=== Record excerpts ===

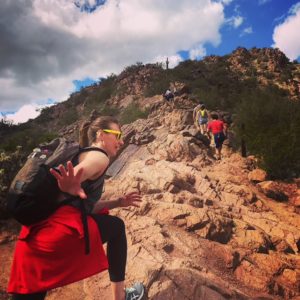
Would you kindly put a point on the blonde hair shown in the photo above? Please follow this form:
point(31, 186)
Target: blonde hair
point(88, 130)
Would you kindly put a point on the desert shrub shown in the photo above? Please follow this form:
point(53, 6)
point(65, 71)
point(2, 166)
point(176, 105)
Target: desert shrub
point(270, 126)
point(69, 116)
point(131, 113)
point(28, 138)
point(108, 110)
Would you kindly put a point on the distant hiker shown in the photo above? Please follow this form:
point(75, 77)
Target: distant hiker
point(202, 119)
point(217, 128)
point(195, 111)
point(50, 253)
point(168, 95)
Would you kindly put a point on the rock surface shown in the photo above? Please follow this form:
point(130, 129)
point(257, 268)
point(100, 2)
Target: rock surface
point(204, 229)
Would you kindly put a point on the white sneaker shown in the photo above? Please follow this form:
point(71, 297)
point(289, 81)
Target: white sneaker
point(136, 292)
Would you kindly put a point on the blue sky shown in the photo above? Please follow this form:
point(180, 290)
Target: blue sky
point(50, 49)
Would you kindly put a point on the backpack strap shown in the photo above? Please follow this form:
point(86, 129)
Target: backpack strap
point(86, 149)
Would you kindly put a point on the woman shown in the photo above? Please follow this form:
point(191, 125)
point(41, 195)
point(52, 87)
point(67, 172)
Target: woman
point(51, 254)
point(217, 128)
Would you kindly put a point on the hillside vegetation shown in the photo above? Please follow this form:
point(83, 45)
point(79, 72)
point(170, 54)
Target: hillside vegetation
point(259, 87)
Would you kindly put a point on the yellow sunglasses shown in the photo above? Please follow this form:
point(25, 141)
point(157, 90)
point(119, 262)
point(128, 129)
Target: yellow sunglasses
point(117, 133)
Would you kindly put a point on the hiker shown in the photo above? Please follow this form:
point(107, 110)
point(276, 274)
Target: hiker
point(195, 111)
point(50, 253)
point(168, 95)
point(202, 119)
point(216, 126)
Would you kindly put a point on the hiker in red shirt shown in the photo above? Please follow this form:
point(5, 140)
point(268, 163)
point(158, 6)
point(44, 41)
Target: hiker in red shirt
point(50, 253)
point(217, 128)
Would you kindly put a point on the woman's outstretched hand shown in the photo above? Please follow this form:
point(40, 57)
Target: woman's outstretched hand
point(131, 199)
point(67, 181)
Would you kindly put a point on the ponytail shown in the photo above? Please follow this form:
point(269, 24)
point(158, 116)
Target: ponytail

===
=== Record excerpts ===

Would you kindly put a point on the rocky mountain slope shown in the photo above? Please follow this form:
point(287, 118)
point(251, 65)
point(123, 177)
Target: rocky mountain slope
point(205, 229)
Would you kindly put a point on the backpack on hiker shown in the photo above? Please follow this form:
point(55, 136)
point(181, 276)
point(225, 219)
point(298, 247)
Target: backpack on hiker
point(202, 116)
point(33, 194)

===

Task: Gather every line of the data above that contains the string "surface", where case counts.

Task output:
Would you kindly put a point on the rock surface shown in the photo above? Please follow this form:
Target: rock surface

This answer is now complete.